**** DATA EXCERPTS ****

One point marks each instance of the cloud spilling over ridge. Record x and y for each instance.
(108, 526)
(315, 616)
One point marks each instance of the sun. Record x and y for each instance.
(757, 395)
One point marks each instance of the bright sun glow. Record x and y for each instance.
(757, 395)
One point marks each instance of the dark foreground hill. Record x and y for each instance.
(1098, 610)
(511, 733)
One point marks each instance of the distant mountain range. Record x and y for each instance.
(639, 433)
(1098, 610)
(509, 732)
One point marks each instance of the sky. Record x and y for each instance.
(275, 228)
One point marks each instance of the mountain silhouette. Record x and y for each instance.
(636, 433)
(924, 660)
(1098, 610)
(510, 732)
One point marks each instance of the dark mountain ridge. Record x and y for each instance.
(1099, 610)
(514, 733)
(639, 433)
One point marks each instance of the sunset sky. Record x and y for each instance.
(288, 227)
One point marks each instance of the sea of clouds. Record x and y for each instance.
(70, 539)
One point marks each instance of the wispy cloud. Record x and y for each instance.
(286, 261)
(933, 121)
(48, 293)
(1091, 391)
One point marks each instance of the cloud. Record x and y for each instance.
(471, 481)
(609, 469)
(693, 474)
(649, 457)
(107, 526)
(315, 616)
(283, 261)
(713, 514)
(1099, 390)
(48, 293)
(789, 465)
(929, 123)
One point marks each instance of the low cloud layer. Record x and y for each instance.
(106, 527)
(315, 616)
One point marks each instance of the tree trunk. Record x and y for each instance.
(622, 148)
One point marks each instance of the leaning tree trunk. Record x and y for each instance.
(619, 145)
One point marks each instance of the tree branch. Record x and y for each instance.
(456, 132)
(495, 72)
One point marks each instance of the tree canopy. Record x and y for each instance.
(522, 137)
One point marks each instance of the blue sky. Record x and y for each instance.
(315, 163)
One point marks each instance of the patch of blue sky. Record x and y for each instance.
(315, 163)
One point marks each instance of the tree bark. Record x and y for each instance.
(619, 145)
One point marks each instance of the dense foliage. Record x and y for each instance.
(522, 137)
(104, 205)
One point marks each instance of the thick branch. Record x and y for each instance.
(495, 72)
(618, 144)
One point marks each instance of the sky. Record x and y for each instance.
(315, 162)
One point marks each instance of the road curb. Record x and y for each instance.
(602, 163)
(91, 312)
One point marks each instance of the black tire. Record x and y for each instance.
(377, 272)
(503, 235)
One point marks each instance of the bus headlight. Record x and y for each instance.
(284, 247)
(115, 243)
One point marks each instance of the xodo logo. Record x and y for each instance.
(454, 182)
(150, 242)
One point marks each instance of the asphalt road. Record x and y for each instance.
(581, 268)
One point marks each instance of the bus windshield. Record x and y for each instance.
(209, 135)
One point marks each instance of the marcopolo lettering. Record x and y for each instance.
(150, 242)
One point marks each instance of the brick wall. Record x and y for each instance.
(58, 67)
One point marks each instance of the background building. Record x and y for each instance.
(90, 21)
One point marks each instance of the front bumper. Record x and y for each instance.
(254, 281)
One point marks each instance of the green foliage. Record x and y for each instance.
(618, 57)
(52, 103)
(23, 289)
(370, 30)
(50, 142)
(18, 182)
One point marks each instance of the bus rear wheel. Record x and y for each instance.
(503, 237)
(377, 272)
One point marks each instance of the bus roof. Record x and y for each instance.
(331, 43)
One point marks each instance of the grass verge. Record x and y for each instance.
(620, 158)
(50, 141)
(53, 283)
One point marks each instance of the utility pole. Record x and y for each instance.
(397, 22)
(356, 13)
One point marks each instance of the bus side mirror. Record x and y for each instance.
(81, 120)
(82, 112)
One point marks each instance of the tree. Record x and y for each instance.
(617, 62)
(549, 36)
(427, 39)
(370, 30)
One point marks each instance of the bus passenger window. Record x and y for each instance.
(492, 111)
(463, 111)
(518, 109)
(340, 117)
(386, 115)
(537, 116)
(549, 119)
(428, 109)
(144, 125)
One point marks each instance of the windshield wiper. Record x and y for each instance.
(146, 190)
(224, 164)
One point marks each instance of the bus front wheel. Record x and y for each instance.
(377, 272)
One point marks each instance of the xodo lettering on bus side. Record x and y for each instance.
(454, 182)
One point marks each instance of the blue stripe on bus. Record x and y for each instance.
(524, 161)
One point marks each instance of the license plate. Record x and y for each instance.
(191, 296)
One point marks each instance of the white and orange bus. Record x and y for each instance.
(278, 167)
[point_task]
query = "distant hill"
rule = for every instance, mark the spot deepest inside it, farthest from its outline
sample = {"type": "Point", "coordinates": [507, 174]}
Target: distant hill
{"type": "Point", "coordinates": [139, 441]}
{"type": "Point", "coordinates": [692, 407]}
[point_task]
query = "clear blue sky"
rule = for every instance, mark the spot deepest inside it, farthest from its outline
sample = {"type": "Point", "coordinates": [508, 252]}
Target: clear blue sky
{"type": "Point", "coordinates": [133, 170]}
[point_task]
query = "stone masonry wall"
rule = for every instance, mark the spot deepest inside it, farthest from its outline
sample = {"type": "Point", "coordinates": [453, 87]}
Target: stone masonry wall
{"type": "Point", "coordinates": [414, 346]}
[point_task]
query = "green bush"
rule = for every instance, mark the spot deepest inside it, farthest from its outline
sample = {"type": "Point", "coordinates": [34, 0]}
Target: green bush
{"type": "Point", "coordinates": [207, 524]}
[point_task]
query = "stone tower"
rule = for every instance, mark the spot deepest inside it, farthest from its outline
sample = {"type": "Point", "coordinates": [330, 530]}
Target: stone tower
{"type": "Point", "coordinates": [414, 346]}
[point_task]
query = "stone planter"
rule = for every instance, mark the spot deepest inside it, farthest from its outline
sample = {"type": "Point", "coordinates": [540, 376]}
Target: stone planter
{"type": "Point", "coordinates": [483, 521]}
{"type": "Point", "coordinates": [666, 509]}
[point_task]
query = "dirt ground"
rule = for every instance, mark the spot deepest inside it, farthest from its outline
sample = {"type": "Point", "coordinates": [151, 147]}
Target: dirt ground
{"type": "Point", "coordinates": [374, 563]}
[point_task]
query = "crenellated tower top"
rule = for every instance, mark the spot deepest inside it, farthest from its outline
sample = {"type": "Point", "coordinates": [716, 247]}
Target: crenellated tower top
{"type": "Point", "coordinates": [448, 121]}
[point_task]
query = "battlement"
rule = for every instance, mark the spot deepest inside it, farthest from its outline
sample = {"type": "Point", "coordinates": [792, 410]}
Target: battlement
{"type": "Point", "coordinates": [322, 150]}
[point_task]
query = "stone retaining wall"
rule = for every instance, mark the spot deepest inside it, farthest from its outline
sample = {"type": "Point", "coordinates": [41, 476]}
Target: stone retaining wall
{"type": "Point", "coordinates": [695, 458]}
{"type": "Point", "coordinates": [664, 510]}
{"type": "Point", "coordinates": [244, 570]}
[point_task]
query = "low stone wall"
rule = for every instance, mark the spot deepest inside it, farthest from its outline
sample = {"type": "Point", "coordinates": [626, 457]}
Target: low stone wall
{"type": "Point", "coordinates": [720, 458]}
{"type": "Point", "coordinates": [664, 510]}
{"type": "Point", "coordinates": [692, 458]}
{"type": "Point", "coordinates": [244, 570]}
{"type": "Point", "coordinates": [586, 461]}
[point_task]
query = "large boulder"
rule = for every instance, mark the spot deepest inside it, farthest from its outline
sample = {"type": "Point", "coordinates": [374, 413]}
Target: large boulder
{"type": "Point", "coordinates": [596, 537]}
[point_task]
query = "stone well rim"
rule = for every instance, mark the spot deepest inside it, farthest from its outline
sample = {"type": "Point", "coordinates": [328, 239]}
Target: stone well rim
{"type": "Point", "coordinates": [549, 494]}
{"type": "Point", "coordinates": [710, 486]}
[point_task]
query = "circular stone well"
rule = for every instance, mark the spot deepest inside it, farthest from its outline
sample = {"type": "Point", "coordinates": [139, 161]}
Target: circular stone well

****

● **GIVEN REQUEST**:
Please return lines from the records verbatim, starting with the line that contains "One point marks each instance of the wispy" and going on through the line that contains "(1091, 391)", and return nothing else.

● **TASK OUTPUT**:
One point marks each instance of the wispy cloud. Record x and y for each instance.
(286, 261)
(933, 121)
(48, 293)
(1091, 391)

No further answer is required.